**ENTRIES:**
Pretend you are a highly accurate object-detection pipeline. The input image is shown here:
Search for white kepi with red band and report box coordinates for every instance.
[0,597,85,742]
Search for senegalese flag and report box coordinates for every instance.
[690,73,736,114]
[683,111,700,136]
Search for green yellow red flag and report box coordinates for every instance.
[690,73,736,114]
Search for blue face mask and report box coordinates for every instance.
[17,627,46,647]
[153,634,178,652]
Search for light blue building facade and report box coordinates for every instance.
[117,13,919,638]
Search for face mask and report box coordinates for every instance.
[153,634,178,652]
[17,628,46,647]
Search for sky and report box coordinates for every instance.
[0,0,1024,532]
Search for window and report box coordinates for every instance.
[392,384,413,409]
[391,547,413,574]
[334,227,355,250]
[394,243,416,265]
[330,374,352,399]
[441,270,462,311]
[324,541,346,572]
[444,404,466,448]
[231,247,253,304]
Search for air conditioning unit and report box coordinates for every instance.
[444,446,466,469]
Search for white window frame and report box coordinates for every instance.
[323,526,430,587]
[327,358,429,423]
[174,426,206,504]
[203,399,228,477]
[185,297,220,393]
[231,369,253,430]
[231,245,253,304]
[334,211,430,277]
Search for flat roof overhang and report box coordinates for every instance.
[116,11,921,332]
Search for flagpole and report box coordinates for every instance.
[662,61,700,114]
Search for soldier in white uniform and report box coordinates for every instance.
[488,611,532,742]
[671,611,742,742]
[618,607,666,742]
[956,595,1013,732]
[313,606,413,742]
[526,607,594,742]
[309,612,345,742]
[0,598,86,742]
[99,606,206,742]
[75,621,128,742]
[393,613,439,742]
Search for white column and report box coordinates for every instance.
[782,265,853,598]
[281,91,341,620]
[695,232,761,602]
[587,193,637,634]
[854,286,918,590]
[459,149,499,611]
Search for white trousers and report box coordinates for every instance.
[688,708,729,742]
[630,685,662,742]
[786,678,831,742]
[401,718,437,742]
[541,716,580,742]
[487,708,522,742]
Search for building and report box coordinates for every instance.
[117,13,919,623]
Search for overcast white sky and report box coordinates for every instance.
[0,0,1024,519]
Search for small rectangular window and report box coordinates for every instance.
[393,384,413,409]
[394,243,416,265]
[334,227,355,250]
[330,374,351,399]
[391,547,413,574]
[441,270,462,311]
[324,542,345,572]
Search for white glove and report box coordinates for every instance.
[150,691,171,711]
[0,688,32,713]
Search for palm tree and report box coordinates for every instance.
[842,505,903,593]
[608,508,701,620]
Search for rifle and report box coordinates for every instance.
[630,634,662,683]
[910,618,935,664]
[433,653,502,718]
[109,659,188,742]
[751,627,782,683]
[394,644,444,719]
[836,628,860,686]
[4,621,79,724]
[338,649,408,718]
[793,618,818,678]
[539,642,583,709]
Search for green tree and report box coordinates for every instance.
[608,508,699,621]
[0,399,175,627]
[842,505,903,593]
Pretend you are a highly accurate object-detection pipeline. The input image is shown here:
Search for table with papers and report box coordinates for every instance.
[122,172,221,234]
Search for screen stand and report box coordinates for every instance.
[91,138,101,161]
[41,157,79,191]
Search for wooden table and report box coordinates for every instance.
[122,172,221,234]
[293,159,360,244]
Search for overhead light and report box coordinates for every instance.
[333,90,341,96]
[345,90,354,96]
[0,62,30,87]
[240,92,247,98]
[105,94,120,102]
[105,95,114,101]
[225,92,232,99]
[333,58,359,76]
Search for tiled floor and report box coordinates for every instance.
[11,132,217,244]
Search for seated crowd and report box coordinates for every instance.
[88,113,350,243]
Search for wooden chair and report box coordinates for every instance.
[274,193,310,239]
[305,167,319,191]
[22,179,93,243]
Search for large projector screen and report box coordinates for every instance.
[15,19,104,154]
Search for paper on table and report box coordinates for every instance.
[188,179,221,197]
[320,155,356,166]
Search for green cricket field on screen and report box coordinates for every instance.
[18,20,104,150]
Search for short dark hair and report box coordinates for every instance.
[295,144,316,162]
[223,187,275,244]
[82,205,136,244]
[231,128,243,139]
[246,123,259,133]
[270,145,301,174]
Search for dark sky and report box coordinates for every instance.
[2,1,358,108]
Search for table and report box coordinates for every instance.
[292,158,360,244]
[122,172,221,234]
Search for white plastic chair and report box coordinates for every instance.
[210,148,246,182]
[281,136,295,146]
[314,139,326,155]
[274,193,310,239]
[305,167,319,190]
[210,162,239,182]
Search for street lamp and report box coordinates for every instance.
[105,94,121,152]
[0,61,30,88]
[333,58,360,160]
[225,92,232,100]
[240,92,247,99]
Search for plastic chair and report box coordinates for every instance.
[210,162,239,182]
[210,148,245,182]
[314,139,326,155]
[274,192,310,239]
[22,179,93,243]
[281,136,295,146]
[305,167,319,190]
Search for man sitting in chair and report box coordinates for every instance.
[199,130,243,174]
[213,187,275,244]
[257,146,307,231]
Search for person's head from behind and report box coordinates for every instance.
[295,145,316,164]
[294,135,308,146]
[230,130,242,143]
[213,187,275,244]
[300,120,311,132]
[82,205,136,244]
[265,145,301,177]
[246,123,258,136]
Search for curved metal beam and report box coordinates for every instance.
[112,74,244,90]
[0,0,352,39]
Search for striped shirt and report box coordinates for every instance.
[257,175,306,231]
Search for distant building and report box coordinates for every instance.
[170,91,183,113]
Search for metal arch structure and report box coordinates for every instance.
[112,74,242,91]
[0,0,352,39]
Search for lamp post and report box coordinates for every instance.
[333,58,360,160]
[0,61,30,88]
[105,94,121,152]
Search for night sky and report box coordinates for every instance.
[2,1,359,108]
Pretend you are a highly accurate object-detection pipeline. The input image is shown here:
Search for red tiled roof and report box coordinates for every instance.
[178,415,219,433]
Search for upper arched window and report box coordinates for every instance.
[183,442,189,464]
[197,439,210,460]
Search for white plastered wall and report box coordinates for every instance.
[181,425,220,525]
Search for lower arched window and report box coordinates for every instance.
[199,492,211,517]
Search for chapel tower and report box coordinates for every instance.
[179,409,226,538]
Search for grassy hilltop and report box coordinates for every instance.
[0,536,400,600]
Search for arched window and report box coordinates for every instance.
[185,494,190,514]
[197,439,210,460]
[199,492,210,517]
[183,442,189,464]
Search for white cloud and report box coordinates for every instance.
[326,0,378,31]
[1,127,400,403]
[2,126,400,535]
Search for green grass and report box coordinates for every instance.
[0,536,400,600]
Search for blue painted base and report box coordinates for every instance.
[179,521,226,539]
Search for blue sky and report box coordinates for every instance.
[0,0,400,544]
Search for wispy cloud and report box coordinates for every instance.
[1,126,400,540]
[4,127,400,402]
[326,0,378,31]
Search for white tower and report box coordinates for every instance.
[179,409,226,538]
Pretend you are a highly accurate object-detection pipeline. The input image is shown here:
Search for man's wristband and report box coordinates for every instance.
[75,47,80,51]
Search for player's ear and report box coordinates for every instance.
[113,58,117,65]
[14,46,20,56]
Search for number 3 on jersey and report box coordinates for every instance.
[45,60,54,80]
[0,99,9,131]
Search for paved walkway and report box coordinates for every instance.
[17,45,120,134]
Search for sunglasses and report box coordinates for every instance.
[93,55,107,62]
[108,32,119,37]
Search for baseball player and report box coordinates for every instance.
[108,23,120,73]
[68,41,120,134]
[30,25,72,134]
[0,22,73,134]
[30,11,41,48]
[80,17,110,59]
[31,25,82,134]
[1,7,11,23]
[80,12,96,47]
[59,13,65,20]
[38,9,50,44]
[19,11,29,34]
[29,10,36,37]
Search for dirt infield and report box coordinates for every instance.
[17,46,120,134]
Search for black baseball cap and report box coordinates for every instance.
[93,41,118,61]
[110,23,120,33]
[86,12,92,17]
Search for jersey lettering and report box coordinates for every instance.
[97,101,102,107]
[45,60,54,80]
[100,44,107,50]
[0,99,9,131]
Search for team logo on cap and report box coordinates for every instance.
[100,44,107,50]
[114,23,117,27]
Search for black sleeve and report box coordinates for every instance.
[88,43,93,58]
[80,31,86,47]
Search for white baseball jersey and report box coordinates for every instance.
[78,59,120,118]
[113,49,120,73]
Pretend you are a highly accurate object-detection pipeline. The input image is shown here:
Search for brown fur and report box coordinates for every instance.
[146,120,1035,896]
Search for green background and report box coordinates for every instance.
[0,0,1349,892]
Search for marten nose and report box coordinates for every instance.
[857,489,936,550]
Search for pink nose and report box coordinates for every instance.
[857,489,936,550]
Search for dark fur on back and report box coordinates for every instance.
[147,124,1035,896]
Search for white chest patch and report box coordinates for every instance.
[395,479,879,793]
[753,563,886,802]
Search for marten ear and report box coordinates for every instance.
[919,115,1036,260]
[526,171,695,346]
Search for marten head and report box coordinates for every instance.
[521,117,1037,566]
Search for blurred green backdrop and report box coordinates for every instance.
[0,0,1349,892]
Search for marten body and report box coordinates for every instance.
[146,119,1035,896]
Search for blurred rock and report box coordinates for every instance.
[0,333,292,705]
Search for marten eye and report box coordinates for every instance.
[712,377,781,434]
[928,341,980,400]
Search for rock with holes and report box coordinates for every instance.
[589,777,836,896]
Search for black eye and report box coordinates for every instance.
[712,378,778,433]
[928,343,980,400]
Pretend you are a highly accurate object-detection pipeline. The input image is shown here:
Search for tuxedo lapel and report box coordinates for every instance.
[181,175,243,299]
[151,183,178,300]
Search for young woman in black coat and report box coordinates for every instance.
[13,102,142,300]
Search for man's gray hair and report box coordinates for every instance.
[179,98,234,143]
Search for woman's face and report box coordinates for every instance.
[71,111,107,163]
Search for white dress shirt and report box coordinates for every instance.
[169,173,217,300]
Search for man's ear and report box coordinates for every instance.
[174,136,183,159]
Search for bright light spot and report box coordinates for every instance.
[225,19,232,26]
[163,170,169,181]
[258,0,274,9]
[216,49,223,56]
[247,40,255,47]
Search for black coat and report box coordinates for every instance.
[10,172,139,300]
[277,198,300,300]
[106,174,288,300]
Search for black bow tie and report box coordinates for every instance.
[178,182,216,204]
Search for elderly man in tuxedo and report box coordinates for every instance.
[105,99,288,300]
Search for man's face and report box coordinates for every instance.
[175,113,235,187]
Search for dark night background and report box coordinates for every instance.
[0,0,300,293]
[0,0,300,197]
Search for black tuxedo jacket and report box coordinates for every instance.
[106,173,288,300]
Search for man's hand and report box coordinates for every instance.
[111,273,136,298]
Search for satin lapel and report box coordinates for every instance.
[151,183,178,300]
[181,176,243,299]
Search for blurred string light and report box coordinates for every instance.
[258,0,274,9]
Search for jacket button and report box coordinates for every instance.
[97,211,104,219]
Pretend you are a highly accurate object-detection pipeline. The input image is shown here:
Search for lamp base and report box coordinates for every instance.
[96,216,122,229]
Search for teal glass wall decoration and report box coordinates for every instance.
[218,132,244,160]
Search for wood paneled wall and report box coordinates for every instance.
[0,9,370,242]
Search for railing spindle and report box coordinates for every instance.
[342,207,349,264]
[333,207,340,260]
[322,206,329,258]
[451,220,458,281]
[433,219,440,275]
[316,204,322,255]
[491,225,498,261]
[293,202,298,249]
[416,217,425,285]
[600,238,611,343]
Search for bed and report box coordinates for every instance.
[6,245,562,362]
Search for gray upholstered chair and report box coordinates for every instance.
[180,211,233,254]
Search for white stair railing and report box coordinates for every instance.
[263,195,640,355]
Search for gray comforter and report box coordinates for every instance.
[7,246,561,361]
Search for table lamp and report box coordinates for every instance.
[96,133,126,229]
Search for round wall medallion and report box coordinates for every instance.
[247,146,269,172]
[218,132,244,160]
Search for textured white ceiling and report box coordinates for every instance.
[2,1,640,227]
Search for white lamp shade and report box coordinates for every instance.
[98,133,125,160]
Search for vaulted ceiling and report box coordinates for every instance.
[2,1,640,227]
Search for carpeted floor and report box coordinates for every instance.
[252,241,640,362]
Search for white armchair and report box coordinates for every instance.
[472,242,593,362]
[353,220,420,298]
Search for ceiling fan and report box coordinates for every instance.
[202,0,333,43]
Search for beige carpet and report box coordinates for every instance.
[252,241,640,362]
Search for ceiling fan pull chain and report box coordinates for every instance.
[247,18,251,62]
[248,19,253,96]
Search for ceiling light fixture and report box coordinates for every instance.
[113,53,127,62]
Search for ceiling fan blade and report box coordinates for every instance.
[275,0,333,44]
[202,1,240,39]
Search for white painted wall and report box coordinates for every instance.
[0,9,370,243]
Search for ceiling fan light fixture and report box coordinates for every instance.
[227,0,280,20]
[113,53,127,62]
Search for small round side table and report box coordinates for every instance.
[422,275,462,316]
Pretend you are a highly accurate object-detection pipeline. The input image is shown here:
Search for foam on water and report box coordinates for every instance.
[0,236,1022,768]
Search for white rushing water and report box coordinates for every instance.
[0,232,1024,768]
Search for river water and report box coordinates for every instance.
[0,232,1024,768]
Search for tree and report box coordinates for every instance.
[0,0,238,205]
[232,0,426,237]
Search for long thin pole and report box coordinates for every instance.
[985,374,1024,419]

**INSTRUCTIONS FOR THE TASK:** Format the part of the records that opens with the line containing "Search for wooden table" and closes with the line containing "[333,58,359,76]" as a JSON list of strings, one string per line, with blank lines left out.

**RESULT BELOW:**
[
  "Search for wooden table and report box coordinates for every instance.",
  "[122,172,221,234]",
  "[293,159,360,244]",
  "Search for overhead light and report box coordinates for every instance.",
  "[333,90,341,96]",
  "[345,90,354,96]",
  "[0,62,30,87]",
  "[240,92,247,98]",
  "[105,94,120,102]",
  "[105,95,114,101]",
  "[225,92,232,99]",
  "[333,58,359,76]"
]